[Set exercise A]:
In the rows, starting with the line with "the wooden balcony" and going on through the end of the rows, switch "pixel coordinates" to "image coordinates" and give those lines again with nothing else changed.

[Excerpted text]:
---------------

= Gollachhut =

Bangladeshi traditional game

Gollachhut (গোল্লাছুট; circle run) is one of the most popular games among adolescents in Bangladesh. In addition to rural areas, the game is also widely played in urban settings. It is especially popular in Dhaka, Mymensingh, Faridpur, Madaripur, Barisal, Khulna, and Pabna. Children typically play Gollachhut outdoors, such as in school fields or open spaces. The game is played between two teams. A stick is planted in a hole in the ground to serve as the central point of the game. A circle is drawn around this stick, and a boundary line is marked about 25 to 30 feet away.

== Etymology ==
The name derives from the nature of the game. Players must move in a circle ("golla"), and "chhut" is a regional word meaning "run." Thus, the game is called "Gollachhut."

== Rules ==
At the start of the game, two team captains are selected, known as "Goda." Each team consists of an equal number of players (usually 5 or 7). The team captain holds the planted stick with one hand and links hands with their teammates with the other hand, forming a chain. Together, they rotate around the central stick.

---------------

[Stored data]:
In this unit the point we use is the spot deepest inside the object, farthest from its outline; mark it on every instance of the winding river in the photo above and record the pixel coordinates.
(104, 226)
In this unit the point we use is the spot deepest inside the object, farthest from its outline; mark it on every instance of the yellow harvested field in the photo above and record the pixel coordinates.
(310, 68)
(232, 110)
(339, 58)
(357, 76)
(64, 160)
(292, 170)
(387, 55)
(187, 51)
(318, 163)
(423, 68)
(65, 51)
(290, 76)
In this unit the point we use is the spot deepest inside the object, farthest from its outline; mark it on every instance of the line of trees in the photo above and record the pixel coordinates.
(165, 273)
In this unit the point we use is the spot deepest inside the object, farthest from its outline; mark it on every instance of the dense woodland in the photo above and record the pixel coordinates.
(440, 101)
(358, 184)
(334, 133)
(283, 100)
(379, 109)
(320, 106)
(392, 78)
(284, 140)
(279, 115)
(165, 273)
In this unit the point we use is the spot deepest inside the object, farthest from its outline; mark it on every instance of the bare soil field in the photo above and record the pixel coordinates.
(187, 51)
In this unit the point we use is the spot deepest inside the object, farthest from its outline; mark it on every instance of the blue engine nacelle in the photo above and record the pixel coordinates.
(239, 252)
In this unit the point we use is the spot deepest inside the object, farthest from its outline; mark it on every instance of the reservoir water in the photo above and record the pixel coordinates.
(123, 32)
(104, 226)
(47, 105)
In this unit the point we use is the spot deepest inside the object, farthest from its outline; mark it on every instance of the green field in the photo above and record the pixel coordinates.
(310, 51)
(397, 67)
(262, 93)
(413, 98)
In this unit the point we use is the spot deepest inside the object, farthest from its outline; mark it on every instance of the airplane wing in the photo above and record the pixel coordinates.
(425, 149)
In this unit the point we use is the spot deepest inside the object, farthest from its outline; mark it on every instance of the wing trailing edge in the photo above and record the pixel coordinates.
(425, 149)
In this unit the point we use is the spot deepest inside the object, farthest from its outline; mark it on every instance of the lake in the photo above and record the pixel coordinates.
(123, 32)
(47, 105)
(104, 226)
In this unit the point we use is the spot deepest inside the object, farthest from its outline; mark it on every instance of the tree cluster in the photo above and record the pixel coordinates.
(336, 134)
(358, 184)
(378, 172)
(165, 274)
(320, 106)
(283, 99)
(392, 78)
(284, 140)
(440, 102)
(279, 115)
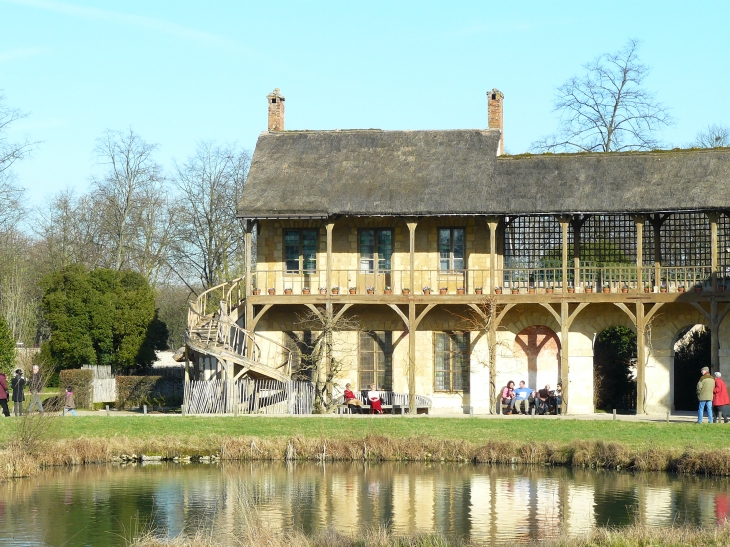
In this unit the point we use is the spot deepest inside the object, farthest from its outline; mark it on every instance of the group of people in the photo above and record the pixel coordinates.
(518, 400)
(355, 405)
(713, 396)
(18, 384)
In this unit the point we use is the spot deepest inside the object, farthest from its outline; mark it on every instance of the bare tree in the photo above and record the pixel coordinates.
(482, 319)
(607, 109)
(328, 351)
(122, 194)
(715, 136)
(69, 232)
(210, 183)
(11, 195)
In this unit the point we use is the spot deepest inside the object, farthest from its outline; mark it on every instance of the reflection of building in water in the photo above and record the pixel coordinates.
(414, 495)
(547, 515)
(485, 504)
(579, 508)
(482, 512)
(656, 505)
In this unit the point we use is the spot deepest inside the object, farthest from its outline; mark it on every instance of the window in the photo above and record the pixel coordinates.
(451, 358)
(301, 345)
(376, 360)
(451, 249)
(376, 250)
(300, 251)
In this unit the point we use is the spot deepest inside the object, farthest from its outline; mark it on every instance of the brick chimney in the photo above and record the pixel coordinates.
(276, 110)
(495, 98)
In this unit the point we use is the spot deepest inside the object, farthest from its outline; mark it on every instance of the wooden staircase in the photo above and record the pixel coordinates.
(217, 334)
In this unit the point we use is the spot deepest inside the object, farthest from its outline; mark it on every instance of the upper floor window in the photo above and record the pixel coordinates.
(451, 359)
(451, 249)
(300, 251)
(376, 250)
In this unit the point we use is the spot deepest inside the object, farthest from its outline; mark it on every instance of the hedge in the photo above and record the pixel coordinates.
(81, 382)
(136, 390)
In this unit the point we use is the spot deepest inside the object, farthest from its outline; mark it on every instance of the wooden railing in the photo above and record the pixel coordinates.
(608, 278)
(216, 325)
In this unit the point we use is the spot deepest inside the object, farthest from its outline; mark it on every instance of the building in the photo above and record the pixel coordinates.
(527, 257)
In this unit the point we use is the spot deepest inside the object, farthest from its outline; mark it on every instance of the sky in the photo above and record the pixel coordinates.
(180, 71)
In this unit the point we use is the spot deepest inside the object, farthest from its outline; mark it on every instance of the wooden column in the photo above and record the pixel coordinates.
(328, 274)
(492, 223)
(412, 321)
(328, 307)
(640, 359)
(714, 217)
(248, 281)
(564, 223)
(639, 223)
(714, 336)
(564, 357)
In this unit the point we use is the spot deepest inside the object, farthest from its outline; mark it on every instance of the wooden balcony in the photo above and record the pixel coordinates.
(589, 283)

---------------

[Set exercise B]:
Retype the passage of the Gollachhut article starting with "Bangladeshi traditional game" and going on through "30 feet away.", character for character.

[Exercise response A]:
In this unit the point we use is the spot deepest inside the object, farthest from its outline; mark it on every instance of the wooden balcony in the photo above and record the image coordinates.
(589, 283)

[Exercise response B]:
Bangladeshi traditional game

Gollachhut (গোল্লাছুট; circle run) is one of the most popular games among adolescents in Bangladesh. In addition to rural areas, the game is also widely played in urban settings. It is especially popular in Dhaka, Mymensingh, Faridpur, Madaripur, Barisal, Khulna, and Pabna. Children typically play Gollachhut outdoors, such as in school fields or open spaces. The game is played between two teams. A stick is planted in a hole in the ground to serve as the central point of the game. A circle is drawn around this stick, and a boundary line is marked about 25 to 30 feet away.